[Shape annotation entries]
-- start --
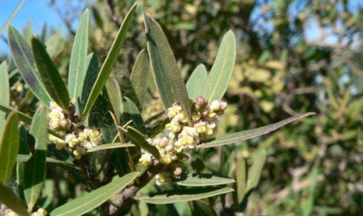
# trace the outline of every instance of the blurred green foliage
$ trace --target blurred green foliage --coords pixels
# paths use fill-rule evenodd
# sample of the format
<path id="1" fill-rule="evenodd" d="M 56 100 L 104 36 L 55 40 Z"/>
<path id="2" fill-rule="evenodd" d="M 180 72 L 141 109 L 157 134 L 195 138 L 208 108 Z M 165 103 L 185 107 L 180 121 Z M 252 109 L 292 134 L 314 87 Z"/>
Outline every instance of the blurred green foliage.
<path id="1" fill-rule="evenodd" d="M 195 153 L 189 164 L 193 168 L 233 176 L 244 163 L 252 164 L 256 152 L 266 149 L 261 179 L 248 205 L 230 208 L 233 200 L 241 200 L 229 194 L 223 195 L 227 196 L 224 203 L 214 206 L 216 212 L 228 215 L 237 209 L 247 215 L 359 215 L 363 211 L 363 10 L 355 7 L 354 1 L 140 0 L 133 20 L 135 27 L 112 75 L 123 82 L 121 87 L 127 95 L 130 83 L 122 80 L 129 80 L 138 53 L 146 47 L 141 11 L 163 27 L 185 80 L 200 63 L 209 71 L 221 37 L 231 29 L 236 37 L 236 62 L 224 96 L 230 105 L 219 123 L 219 134 L 262 126 L 297 113 L 318 114 L 268 138 Z M 100 62 L 133 3 L 87 3 L 91 15 L 89 53 L 97 54 Z M 65 60 L 69 59 L 75 32 L 68 27 L 66 37 L 60 29 L 44 29 L 40 36 L 65 79 L 69 64 Z M 29 28 L 31 24 L 24 32 L 29 42 Z M 319 36 L 310 38 L 312 30 Z M 10 63 L 11 72 L 16 69 Z M 20 79 L 18 75 L 10 79 L 11 104 L 24 112 L 33 112 L 32 93 L 20 96 L 17 93 L 21 92 L 16 91 Z M 80 193 L 63 179 L 57 184 L 64 199 L 60 203 Z M 200 215 L 214 215 L 206 208 L 214 199 L 189 205 L 140 203 L 132 206 L 131 214 L 143 215 L 148 209 L 153 215 L 188 215 L 190 210 Z"/>

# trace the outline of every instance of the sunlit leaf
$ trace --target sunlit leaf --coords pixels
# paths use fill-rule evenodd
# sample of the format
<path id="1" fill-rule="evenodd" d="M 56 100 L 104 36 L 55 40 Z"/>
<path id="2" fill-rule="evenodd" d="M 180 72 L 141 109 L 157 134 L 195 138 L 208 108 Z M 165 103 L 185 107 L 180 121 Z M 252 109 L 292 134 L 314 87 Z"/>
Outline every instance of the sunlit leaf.
<path id="1" fill-rule="evenodd" d="M 234 182 L 229 177 L 209 173 L 188 173 L 186 176 L 177 181 L 177 184 L 184 186 L 201 187 L 223 185 Z"/>
<path id="2" fill-rule="evenodd" d="M 107 201 L 132 182 L 139 175 L 134 172 L 122 177 L 116 176 L 107 185 L 85 194 L 54 210 L 50 216 L 79 216 L 84 214 Z"/>
<path id="3" fill-rule="evenodd" d="M 30 211 L 39 198 L 45 177 L 48 137 L 47 109 L 40 106 L 34 115 L 30 133 L 35 139 L 34 154 L 24 166 L 24 193 Z"/>
<path id="4" fill-rule="evenodd" d="M 7 183 L 19 150 L 19 118 L 14 113 L 7 117 L 0 140 L 0 183 Z"/>
<path id="5" fill-rule="evenodd" d="M 39 73 L 35 71 L 35 64 L 29 44 L 11 26 L 7 28 L 7 40 L 14 62 L 23 79 L 35 96 L 49 107 L 51 99 L 45 90 Z"/>
<path id="6" fill-rule="evenodd" d="M 215 138 L 212 138 L 204 141 L 203 144 L 200 145 L 200 148 L 207 148 L 223 145 L 234 143 L 237 143 L 244 140 L 249 140 L 255 137 L 268 134 L 272 131 L 275 131 L 281 127 L 297 120 L 298 119 L 314 115 L 315 113 L 309 112 L 302 114 L 298 115 L 286 119 L 281 122 L 272 124 L 266 126 L 255 128 L 254 129 L 247 130 L 239 132 L 232 133 L 226 135 L 218 137 Z"/>
<path id="7" fill-rule="evenodd" d="M 233 191 L 232 188 L 195 188 L 180 190 L 163 191 L 149 196 L 141 196 L 136 199 L 154 204 L 167 204 L 200 200 Z"/>
<path id="8" fill-rule="evenodd" d="M 93 85 L 93 87 L 88 97 L 87 103 L 85 106 L 84 110 L 83 111 L 83 118 L 87 117 L 87 116 L 91 111 L 92 106 L 96 101 L 96 99 L 100 94 L 100 92 L 102 90 L 102 88 L 105 85 L 108 78 L 108 76 L 110 75 L 110 73 L 111 73 L 111 70 L 116 62 L 120 50 L 124 44 L 124 41 L 125 40 L 126 33 L 129 28 L 129 24 L 131 21 L 133 14 L 137 6 L 137 3 L 134 4 L 127 13 L 127 14 L 126 14 L 126 16 L 124 19 L 124 21 L 122 22 L 122 24 L 120 27 L 119 32 L 117 33 L 117 35 L 114 41 L 113 44 L 112 44 L 112 46 L 109 51 L 108 54 L 107 54 L 107 56 L 106 57 L 103 65 L 102 65 L 100 73 L 97 76 L 96 82 Z"/>
<path id="9" fill-rule="evenodd" d="M 26 209 L 10 190 L 0 183 L 0 202 L 21 216 L 28 216 Z"/>
<path id="10" fill-rule="evenodd" d="M 151 69 L 164 108 L 166 110 L 171 107 L 175 97 L 187 116 L 190 117 L 191 111 L 185 85 L 167 37 L 155 20 L 145 13 L 144 19 Z M 174 94 L 171 95 L 171 93 Z"/>
<path id="11" fill-rule="evenodd" d="M 89 13 L 88 10 L 86 9 L 79 19 L 69 62 L 69 95 L 71 98 L 75 101 L 82 94 L 83 82 L 87 72 Z"/>
<path id="12" fill-rule="evenodd" d="M 186 90 L 189 98 L 193 100 L 203 95 L 205 85 L 207 84 L 207 70 L 202 64 L 195 68 L 186 82 Z"/>
<path id="13" fill-rule="evenodd" d="M 222 39 L 203 93 L 208 101 L 220 100 L 227 90 L 236 59 L 235 40 L 230 30 Z"/>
-- end --
Repeat the material word for word, starting at its beginning and stopping after the line that contains "195 153 L 189", with that line included. Leave the pictures out.

# trace the outline of every instance of the blurred green foliage
$ trace --target blurred green foliage --coords pixels
# paths use fill-rule evenodd
# sample of the format
<path id="1" fill-rule="evenodd" d="M 56 100 L 104 36 L 55 40 Z"/>
<path id="2" fill-rule="evenodd" d="M 180 72 L 141 109 L 157 134 L 195 138 L 208 108 Z M 165 103 L 185 107 L 180 121 Z M 252 109 L 292 134 L 314 87 Z"/>
Outline every instance of the blurred green foliage.
<path id="1" fill-rule="evenodd" d="M 195 153 L 189 164 L 193 168 L 233 176 L 244 163 L 252 164 L 256 152 L 266 149 L 261 179 L 248 205 L 230 208 L 233 200 L 241 200 L 229 194 L 223 195 L 227 196 L 224 203 L 214 206 L 216 212 L 228 215 L 237 209 L 247 215 L 359 215 L 363 211 L 363 10 L 355 7 L 354 1 L 140 0 L 133 20 L 135 27 L 112 75 L 123 82 L 121 87 L 127 95 L 130 83 L 122 80 L 129 80 L 138 53 L 146 47 L 141 11 L 163 27 L 185 80 L 200 63 L 209 71 L 221 37 L 231 29 L 236 37 L 236 62 L 224 96 L 230 105 L 219 123 L 219 134 L 262 126 L 297 113 L 318 114 L 268 138 Z M 100 62 L 133 3 L 87 3 L 91 15 L 89 53 L 97 54 Z M 65 60 L 69 59 L 75 32 L 68 27 L 66 37 L 60 29 L 44 29 L 40 36 L 65 79 L 69 64 Z M 29 28 L 31 24 L 24 32 L 29 42 Z M 319 36 L 310 38 L 312 30 Z M 10 63 L 11 72 L 16 69 Z M 20 79 L 18 75 L 10 79 L 11 104 L 24 112 L 33 112 L 32 93 L 20 96 L 17 93 L 21 92 L 16 91 Z M 80 193 L 63 179 L 57 184 L 64 199 L 60 203 Z M 200 215 L 214 215 L 206 208 L 214 199 L 189 205 L 140 203 L 132 206 L 131 214 L 143 215 L 148 209 L 153 215 L 188 215 L 190 210 Z"/>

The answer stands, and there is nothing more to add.